Records from a collection
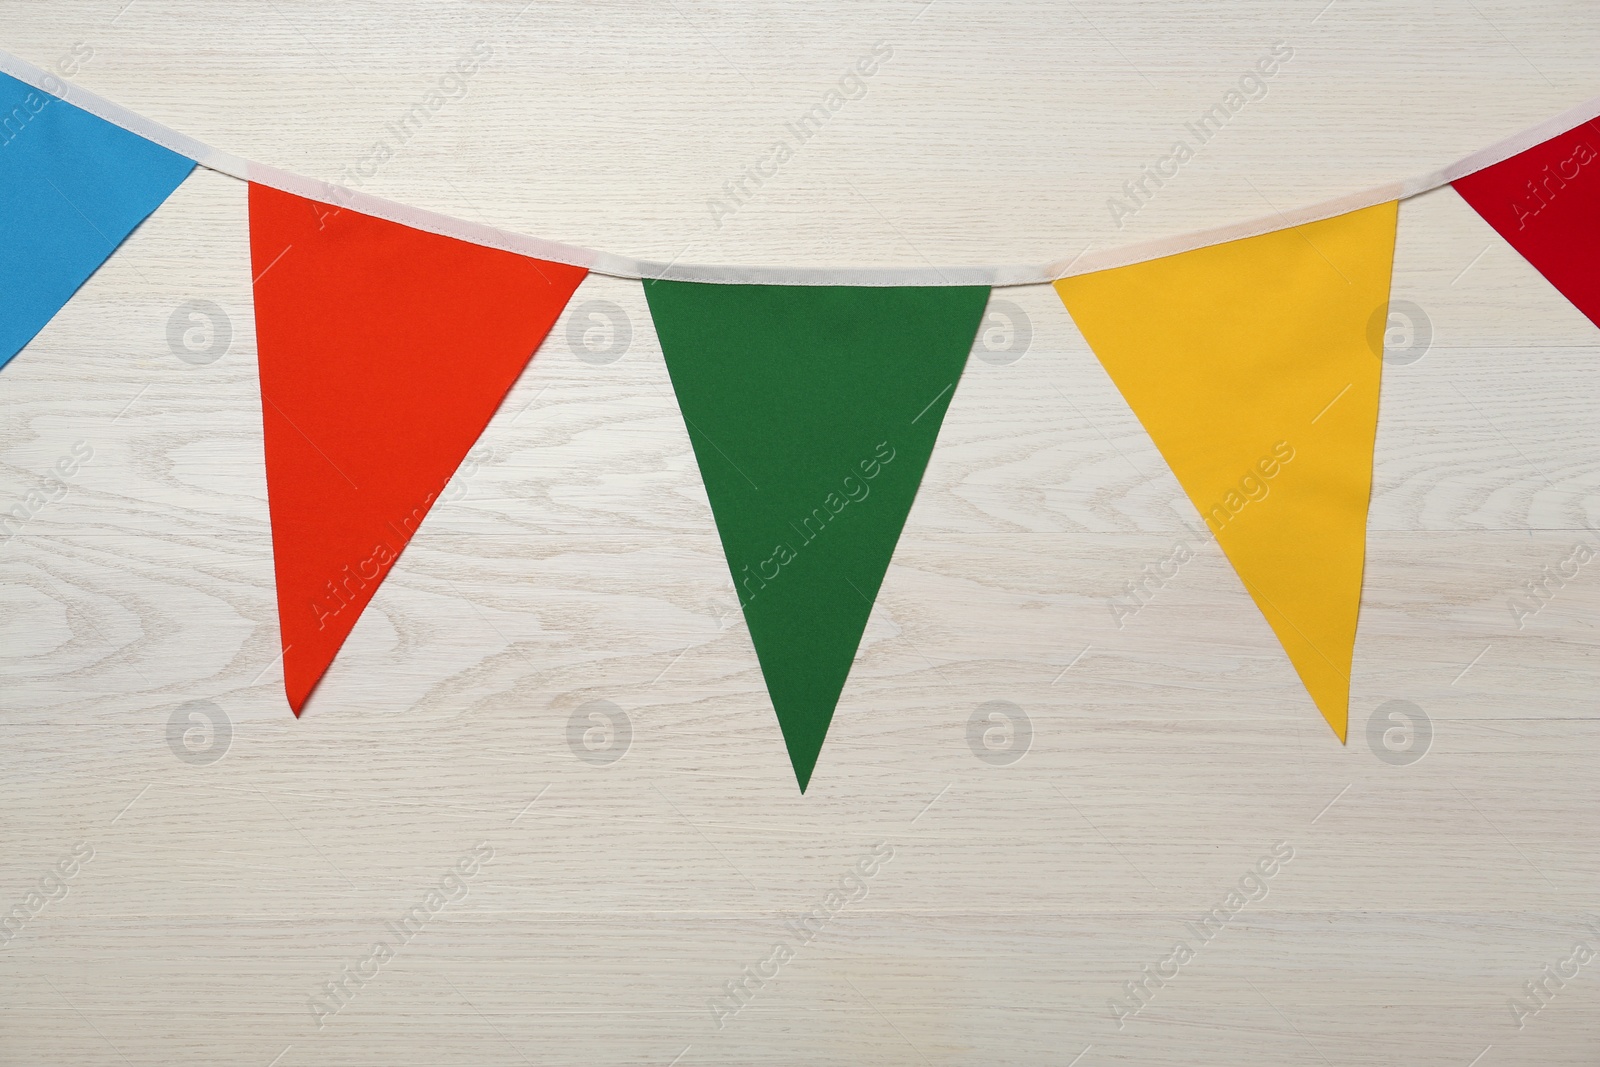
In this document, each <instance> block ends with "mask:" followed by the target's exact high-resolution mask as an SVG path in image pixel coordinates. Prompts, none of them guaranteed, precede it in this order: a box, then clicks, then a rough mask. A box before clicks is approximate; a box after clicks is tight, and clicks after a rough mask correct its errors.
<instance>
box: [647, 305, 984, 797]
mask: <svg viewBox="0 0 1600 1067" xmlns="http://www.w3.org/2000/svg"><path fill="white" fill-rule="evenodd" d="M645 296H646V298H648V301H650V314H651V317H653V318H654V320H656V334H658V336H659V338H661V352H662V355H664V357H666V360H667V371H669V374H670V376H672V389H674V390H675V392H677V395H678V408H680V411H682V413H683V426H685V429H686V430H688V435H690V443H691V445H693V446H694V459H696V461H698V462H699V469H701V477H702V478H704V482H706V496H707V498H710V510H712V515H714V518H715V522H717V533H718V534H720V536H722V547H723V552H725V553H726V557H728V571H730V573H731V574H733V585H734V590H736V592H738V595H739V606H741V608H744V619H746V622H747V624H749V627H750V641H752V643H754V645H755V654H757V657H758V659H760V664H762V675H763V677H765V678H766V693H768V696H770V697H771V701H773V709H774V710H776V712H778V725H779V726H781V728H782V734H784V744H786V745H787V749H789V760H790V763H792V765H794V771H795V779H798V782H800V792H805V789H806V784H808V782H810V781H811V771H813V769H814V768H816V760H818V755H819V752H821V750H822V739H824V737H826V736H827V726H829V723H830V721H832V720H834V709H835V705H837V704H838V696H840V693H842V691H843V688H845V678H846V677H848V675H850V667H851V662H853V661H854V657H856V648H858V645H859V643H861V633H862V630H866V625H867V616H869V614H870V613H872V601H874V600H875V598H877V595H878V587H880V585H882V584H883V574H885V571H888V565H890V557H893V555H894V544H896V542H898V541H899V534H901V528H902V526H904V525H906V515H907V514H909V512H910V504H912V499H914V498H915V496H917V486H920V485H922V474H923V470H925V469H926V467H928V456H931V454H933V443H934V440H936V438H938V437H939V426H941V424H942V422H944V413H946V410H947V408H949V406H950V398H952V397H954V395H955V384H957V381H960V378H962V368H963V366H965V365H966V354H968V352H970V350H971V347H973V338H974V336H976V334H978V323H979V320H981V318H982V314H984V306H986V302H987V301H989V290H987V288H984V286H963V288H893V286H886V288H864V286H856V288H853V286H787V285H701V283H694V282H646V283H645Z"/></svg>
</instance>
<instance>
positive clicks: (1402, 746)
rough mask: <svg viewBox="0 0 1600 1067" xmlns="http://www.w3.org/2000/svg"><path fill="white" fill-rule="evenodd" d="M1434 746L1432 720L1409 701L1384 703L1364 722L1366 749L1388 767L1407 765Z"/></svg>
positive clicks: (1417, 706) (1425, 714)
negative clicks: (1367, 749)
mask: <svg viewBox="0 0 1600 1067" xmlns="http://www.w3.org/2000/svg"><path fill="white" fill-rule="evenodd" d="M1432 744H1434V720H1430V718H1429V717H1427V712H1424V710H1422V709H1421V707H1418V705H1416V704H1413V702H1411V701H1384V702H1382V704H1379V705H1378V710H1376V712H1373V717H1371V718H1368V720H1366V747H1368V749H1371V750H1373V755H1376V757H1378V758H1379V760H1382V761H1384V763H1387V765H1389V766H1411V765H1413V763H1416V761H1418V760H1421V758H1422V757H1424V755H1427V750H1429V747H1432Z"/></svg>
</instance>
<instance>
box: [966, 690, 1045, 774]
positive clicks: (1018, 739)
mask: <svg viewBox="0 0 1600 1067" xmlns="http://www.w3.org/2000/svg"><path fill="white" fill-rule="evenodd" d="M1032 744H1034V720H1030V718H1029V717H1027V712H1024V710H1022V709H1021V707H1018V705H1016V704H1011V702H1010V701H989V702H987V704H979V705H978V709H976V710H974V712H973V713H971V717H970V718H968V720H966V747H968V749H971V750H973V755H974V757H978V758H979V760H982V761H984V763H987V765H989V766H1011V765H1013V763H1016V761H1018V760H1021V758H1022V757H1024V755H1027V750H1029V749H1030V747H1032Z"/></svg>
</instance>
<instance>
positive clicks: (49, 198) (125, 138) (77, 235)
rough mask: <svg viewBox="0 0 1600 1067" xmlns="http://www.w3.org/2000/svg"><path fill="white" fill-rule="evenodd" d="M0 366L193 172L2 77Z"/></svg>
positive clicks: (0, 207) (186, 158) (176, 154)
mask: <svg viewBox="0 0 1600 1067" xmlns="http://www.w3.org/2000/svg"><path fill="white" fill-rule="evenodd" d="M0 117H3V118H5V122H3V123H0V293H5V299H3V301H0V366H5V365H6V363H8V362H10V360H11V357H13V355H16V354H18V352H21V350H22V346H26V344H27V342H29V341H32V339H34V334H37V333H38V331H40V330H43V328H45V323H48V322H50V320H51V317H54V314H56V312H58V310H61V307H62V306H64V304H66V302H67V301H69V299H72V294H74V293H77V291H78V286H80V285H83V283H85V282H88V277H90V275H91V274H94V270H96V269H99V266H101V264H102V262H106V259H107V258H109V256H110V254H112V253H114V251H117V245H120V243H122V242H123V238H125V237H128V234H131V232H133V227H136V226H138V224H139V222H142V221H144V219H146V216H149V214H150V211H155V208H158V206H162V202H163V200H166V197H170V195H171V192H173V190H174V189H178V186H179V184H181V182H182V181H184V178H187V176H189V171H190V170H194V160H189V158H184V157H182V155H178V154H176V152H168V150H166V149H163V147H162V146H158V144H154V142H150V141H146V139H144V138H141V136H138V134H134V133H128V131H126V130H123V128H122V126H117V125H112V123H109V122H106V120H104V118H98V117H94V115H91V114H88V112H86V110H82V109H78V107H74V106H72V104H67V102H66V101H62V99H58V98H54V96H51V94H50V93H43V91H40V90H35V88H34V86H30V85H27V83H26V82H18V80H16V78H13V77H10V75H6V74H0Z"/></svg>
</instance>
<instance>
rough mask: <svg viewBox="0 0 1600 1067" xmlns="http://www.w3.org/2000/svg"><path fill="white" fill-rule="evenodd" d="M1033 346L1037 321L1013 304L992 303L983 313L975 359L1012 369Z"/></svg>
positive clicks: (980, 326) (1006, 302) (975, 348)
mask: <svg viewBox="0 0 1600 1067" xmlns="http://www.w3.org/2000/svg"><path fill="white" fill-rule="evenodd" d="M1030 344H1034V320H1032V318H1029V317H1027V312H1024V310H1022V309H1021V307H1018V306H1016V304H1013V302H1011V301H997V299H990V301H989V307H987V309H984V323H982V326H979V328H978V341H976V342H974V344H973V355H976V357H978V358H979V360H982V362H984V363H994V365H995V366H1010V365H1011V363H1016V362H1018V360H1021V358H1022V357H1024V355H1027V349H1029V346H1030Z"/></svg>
---
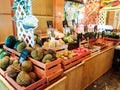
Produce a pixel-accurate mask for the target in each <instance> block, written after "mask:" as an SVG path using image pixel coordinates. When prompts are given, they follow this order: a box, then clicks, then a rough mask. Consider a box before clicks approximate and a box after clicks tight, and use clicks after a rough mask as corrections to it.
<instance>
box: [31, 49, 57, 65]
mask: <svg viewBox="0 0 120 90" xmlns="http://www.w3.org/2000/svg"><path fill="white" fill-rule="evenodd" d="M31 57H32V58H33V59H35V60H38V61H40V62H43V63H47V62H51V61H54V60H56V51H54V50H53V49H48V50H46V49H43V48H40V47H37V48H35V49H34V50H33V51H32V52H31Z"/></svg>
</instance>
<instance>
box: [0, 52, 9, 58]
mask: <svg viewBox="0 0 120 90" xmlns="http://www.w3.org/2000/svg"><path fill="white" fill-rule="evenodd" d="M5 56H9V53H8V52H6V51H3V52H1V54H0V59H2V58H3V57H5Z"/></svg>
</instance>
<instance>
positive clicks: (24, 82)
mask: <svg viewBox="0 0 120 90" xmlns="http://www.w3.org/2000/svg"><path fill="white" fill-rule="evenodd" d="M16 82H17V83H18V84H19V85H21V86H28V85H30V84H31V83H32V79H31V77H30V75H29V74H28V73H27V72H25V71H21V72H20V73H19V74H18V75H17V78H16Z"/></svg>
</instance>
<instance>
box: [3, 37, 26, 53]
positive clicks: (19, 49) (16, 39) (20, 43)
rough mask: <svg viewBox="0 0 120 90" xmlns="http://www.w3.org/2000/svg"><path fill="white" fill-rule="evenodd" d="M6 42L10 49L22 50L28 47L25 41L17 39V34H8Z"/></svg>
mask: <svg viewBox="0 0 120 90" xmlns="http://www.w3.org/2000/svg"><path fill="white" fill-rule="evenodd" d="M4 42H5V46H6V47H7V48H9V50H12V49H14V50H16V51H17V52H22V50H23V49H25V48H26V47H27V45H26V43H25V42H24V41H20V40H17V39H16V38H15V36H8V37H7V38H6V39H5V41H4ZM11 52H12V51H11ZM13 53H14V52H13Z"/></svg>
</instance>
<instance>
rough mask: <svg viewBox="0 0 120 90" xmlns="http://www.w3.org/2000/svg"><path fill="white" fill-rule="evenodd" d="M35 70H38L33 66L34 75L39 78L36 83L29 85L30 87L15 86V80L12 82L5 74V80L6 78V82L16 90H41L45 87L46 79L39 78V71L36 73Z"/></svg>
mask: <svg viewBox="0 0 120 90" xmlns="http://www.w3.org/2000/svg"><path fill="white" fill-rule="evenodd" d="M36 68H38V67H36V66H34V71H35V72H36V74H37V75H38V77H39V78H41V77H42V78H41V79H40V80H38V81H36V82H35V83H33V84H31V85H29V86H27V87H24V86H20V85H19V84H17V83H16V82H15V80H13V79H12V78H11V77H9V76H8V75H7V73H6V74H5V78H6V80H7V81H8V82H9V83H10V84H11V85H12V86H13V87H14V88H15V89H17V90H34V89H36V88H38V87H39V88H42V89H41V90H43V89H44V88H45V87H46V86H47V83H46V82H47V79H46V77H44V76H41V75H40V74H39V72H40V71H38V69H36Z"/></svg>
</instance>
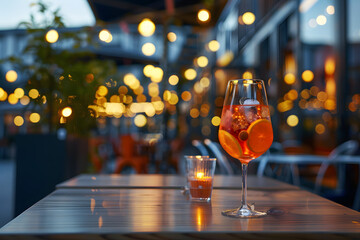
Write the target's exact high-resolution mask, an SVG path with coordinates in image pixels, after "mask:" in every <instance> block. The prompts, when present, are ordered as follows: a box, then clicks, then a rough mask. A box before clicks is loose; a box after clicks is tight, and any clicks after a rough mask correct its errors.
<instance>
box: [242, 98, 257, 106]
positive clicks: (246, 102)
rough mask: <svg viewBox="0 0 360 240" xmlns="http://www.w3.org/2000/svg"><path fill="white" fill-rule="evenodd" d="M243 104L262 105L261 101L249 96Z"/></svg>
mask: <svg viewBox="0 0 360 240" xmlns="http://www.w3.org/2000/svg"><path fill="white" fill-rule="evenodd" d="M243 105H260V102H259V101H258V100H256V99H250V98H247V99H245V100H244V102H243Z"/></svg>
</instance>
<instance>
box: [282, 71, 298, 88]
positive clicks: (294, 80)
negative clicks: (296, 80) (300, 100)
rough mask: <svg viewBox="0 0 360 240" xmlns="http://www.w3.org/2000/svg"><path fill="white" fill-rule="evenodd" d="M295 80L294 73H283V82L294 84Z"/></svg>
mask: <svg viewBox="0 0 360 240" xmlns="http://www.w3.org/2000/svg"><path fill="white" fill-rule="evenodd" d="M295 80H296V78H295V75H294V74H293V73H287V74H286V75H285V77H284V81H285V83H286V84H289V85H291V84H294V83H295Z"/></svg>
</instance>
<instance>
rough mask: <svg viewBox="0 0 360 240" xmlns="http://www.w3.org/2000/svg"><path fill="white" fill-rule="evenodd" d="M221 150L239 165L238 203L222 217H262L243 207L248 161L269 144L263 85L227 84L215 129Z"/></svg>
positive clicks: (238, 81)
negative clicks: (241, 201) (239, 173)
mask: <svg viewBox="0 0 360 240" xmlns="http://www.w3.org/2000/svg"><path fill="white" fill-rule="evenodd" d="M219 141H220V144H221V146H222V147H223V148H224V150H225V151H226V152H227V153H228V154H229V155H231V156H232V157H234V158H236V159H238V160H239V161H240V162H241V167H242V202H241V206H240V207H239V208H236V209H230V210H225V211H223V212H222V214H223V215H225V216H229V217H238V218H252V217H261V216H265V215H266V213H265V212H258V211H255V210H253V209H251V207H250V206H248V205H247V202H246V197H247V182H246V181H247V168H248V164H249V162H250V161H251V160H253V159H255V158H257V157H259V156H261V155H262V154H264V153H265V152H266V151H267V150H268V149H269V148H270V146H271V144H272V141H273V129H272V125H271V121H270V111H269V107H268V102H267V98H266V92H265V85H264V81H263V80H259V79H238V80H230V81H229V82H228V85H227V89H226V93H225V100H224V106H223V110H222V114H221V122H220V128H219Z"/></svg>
...
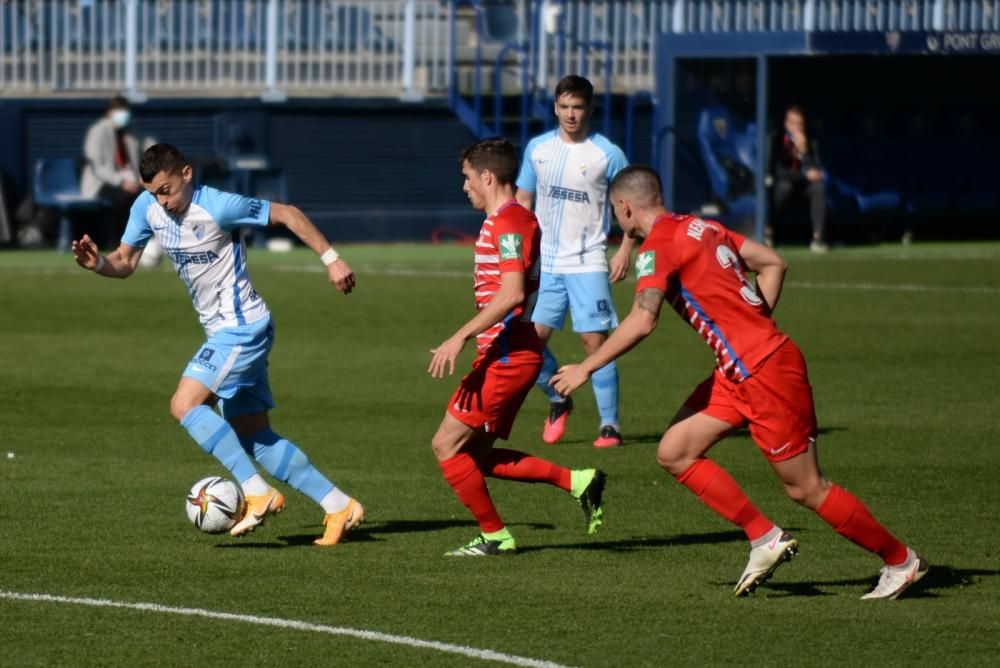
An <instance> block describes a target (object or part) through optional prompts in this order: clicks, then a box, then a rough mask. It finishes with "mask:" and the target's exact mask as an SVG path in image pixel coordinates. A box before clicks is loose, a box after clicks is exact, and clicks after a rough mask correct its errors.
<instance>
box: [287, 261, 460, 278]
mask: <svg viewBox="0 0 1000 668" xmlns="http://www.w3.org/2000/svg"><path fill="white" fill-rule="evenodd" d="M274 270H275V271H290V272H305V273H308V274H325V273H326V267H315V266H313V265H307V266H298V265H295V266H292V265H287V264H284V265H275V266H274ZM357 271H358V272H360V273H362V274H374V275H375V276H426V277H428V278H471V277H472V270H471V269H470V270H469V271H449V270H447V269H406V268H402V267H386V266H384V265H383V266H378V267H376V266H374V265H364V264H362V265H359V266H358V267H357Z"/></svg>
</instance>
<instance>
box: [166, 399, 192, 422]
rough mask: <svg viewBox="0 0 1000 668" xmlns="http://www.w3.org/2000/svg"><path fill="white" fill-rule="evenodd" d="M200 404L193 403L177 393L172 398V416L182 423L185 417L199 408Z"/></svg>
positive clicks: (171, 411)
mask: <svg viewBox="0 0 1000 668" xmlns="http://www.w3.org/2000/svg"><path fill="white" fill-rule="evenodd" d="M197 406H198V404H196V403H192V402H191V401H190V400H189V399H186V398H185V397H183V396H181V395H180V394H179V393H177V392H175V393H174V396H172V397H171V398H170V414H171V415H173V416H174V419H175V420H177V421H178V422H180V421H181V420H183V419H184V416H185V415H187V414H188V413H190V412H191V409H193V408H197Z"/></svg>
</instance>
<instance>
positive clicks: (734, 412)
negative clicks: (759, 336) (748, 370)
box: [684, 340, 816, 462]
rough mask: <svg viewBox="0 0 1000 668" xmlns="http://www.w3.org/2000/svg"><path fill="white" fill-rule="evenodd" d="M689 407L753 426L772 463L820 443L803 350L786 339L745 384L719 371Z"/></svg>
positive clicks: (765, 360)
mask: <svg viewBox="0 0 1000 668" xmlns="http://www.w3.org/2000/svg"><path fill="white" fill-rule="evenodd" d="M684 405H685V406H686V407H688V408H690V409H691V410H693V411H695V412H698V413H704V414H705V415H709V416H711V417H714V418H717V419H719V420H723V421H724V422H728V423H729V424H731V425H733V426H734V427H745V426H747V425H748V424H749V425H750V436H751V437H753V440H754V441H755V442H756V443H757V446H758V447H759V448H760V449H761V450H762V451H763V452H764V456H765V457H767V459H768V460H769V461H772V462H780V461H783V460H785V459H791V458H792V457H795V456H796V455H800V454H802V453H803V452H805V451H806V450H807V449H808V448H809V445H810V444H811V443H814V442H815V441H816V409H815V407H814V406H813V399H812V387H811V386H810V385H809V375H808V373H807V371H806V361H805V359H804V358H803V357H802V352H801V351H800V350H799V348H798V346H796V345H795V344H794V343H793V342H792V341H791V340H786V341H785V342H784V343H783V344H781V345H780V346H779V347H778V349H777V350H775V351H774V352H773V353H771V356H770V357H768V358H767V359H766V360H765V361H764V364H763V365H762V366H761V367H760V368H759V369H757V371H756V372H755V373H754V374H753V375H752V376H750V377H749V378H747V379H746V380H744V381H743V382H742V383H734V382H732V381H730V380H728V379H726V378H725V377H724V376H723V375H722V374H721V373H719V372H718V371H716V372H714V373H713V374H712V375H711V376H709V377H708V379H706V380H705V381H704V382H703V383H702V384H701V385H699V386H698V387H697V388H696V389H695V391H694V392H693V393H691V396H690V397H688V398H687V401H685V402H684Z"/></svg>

**Work instruction**. Rewrite the data lines in the stretch from the line containing "In this document, each" through the line containing "box: [647, 305, 984, 797]" as a Markdown table with the columns Row and Data line. Skip any blank lines.

**Expected output**.
| Row | Data line |
|---|---|
| 1 | In this document, each <instance> block ends with "mask:" followed by the target's exact high-resolution mask as an SVG path in image pixel coordinates. Prompts, none of them guaranteed, precede it in this order: a box, then clicks, then a rough mask. A box before clicks is approximate; a box after clicks is tight, and clicks after a rough mask correct its errors. |
| 2 | <instance> |
| 3 | box: [647, 305, 984, 797] |